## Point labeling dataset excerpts
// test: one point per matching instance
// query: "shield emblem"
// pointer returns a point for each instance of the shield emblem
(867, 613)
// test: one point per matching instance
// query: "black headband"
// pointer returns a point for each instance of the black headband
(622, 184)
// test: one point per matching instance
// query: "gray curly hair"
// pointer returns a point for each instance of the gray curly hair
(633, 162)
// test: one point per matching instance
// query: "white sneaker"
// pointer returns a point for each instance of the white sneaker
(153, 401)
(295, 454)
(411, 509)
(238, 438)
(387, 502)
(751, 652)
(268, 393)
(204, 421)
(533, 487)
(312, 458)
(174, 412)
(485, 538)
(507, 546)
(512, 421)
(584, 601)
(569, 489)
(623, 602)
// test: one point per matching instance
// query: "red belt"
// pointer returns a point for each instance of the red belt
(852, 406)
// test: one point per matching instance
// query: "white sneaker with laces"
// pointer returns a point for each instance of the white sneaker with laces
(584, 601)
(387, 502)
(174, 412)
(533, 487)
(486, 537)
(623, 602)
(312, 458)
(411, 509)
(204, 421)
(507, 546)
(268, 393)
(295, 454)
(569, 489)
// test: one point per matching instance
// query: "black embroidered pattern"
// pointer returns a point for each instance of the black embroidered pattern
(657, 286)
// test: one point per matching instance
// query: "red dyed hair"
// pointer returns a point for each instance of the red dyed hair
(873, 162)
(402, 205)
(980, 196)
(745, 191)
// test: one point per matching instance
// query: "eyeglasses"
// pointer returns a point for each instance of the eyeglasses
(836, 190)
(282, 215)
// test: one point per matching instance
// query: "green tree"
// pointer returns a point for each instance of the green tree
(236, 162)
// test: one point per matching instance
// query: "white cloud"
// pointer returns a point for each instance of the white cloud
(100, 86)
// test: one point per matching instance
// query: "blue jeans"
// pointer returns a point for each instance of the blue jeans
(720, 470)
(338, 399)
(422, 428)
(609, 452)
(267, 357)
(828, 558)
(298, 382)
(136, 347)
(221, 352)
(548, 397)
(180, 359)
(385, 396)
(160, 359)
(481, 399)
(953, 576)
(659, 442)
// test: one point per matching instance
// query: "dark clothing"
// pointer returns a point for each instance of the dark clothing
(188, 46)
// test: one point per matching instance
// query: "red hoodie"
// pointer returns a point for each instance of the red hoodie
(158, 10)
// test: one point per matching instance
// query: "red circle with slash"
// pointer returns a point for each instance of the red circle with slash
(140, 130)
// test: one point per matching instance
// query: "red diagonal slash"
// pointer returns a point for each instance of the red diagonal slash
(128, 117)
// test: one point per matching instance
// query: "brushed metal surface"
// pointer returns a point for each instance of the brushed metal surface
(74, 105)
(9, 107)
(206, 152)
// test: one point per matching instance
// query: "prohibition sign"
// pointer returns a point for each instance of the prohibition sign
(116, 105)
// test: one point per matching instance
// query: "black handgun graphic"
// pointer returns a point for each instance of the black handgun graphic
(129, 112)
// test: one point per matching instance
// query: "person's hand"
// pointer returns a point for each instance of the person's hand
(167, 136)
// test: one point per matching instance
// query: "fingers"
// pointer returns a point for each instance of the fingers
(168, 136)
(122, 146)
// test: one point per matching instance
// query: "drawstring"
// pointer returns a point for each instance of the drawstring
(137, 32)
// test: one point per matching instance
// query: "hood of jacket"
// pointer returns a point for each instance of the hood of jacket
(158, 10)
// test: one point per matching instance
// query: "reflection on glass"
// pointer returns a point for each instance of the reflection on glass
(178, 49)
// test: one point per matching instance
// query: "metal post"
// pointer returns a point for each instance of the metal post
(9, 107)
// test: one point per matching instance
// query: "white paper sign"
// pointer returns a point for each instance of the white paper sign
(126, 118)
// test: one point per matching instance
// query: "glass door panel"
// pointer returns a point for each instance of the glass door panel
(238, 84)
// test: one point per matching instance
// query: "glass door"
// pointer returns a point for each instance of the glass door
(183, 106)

## Work to do
Restate the whole of the material exactly.

## Answer below
// test: one point per matching instance
// query: "shield emblem"
// pointer returns a point for each instance of the shield emblem
(867, 613)
// test: one point per matching instance
// query: "black headband"
// pointer returns a point for each instance of the black headband
(622, 184)
// test: one point per matching instance
// query: "gray curly hair"
// pointer returns a point for each instance of the gray curly hair
(633, 162)
// test: one point per matching instance
// query: "white sneaker"
// pointer returns a point for each instance of the white sneaker
(153, 401)
(295, 454)
(411, 509)
(238, 438)
(387, 502)
(751, 652)
(268, 393)
(204, 421)
(533, 487)
(312, 458)
(174, 412)
(485, 538)
(507, 546)
(512, 421)
(584, 601)
(569, 489)
(623, 602)
// test: one point per matching instance
// query: "red belt"
// pointer returns a point for each instance of the red belt
(852, 406)
// test: one point per matching instance
// query: "white sneaker with laces"
// pointer returns a point for each instance of the white sneaker with laces
(584, 601)
(387, 502)
(174, 412)
(533, 487)
(486, 537)
(623, 602)
(312, 458)
(411, 509)
(204, 421)
(507, 546)
(268, 393)
(295, 454)
(569, 489)
// test: one point per matching instance
// query: "black embroidered pattern"
// pointer returns a point for each instance of the black embroidered pattern
(657, 286)
// test: one point per matching instance
// query: "red dyed hair"
// pointer returns a point for each instance of the red dyed hair
(873, 162)
(402, 205)
(980, 196)
(745, 191)
// test: one point per matching instance
// query: "eyeglasses"
// pointer returns a point for each instance of the eyeglasses
(836, 190)
(282, 215)
// test: one point per matching instance
// query: "green tree"
// pointer returns a point for each instance of the green tree
(236, 162)
// test: one point per matching instance
// query: "white cloud"
// pointer returns a point for each instance of the white cloud
(100, 86)
// test: one point per matching instance
// query: "blue jeans"
// pointer returns a point for each instance of the blue jeans
(720, 470)
(338, 399)
(422, 428)
(609, 452)
(267, 357)
(828, 558)
(298, 382)
(136, 347)
(221, 352)
(548, 397)
(180, 359)
(385, 396)
(160, 359)
(481, 399)
(953, 576)
(659, 442)
// test: one point per matching instance
// query: "dark clothing"
// pointer returns a point for each instance of the dark clothing
(188, 46)
// test: one point per matching instance
// query: "red hoodie"
// pointer returns a point for each instance of the red hoodie
(158, 10)
// test: one point per matching instance
// query: "red circle with slash"
// pointer returns a point for each instance of the red circle with slash
(140, 130)
// test: one point per matching instance
// query: "red diagonal slash"
// pointer returns a point for each instance of the red diagonal slash
(128, 117)
// test: one point per matching instance
// query: "brushed metal surface"
// pointer returns a point for each instance of the brushed metal surface
(74, 105)
(9, 107)
(206, 152)
// test: one point per matching instance
// query: "prohibition sign"
// pointer returns a point for each instance of the prohibition sign
(116, 105)
// test: one point per matching instance
// query: "black handgun graphic"
// pointer returns a point for each instance of the black handgun graphic
(129, 112)
// test: one point per matching instance
// query: "person's hand"
// pointer returns a point for each instance of the person's hand
(167, 136)
// test: one point per matching instance
// query: "fingers"
// pointer returns a point for each instance of the fingers
(168, 136)
(122, 146)
// test: one point per matching instance
// query: "drawstring"
// pointer returns a point for each instance of the drawstring
(137, 32)
// test: one point per matching instance
// query: "hood of jacket"
// pointer returns a point for each instance of the hood of jacket
(158, 10)
// test: one point per matching instance
// query: "reflection on glass"
// pointer returns a point for each instance of the reflection on glass
(178, 49)
// test: one point per matching instance
// query: "metal post"
// pointer returns a point for each instance of the metal post
(9, 107)
// test: one point per matching instance
// query: "white paper sign"
// pointer returns a point for each instance of the white paper sign
(126, 118)
// test: one point per matching instance
// query: "glass door panel"
// pointer returns a point for each instance of the glass door panel
(238, 84)
// test: one point per matching instance
// query: "glass door"
// pointer returns a point for each instance of the glass door
(183, 106)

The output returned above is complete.